▸ Exercise requirements:
Rewrite all of the material with each "one dot per instance" changed to "one point per instance", keeping everything else the same and leaving out the pictures.
** Begin **
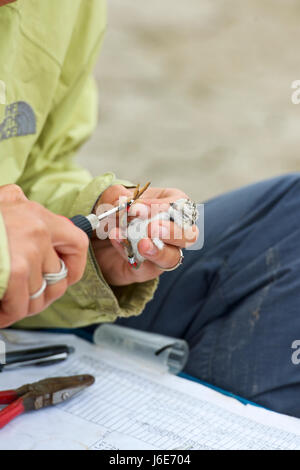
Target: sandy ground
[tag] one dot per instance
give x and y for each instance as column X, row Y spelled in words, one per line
column 197, row 94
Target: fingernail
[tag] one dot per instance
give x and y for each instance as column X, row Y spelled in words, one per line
column 164, row 232
column 151, row 250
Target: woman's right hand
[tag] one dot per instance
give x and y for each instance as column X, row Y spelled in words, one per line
column 37, row 240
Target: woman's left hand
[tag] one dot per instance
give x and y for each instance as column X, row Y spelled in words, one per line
column 110, row 253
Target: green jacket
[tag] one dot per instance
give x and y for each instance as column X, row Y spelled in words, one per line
column 47, row 52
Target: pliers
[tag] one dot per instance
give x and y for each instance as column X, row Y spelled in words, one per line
column 40, row 395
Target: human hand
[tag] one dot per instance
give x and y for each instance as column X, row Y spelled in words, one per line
column 110, row 253
column 37, row 240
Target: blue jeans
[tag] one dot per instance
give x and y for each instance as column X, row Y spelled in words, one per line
column 237, row 301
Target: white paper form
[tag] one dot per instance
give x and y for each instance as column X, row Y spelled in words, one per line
column 133, row 408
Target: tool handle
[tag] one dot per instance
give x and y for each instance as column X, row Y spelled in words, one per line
column 83, row 223
column 11, row 412
column 7, row 397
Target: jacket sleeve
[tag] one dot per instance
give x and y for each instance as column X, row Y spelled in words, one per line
column 4, row 258
column 52, row 178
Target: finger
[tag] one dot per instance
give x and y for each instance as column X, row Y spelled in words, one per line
column 171, row 234
column 15, row 303
column 36, row 281
column 165, row 258
column 57, row 290
column 112, row 194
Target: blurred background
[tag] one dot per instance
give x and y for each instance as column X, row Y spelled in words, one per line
column 197, row 94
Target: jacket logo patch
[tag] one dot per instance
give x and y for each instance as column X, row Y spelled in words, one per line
column 19, row 120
** End **
▸ Output of the task:
Target: sandy ground
[tag] one point per instance
give x and y for each instance as column X, row Y spelled in words, one per line
column 197, row 94
Target: fingernail
[tag] one point per instance
give x and y for each instance as column X, row Y spelled in words, one per line
column 164, row 232
column 151, row 250
Target: woman's right hand
[tag] one point per instance
give x and y for each instance as column X, row Y spelled in words, one per line
column 37, row 240
Target: woman's left hand
[tag] one point per instance
give x and y for each instance as column X, row Y spelled in words, one per line
column 110, row 253
Target: green jacket
[tag] one point per instance
give x and y for each instance as column X, row Y spelled in words, one per line
column 47, row 52
Target: pliers
[tag] one point per instance
give x and y for each instance as column X, row Y spelled in words, one per line
column 40, row 395
Target: human hand
[tag] one point per instance
give x and y for each instance as column X, row Y spelled in words, one per line
column 110, row 253
column 37, row 240
Target: blue jeans
[tag] one point per instance
give x and y for each instance as column X, row Y spelled in words, one per line
column 237, row 301
Target: white paper form
[tag] one point per instance
give x and y for each instance as column X, row Y spelled in words, one per line
column 133, row 408
Target: tool handle
[tag] one point per instance
give x and y for each instance as column X, row Y spelled in words, one per line
column 83, row 223
column 11, row 412
column 7, row 397
Target: jacket sleeve
[tag] one point per instance
give x and y for each instance as column X, row Y spelled in words, one per line
column 4, row 258
column 52, row 178
Target: finger
[tag] one point per instance
give x and y for each instance as column X, row Y spelled in words, one per line
column 171, row 234
column 15, row 303
column 36, row 281
column 165, row 258
column 57, row 290
column 112, row 194
Target: blurred background
[tag] one point per instance
give x and y for each instance as column X, row Y spelled in words, one per line
column 197, row 94
Target: jacket logo patch
[tag] one point per instance
give x and y for each instance as column X, row Y spelled in words, one per line
column 19, row 120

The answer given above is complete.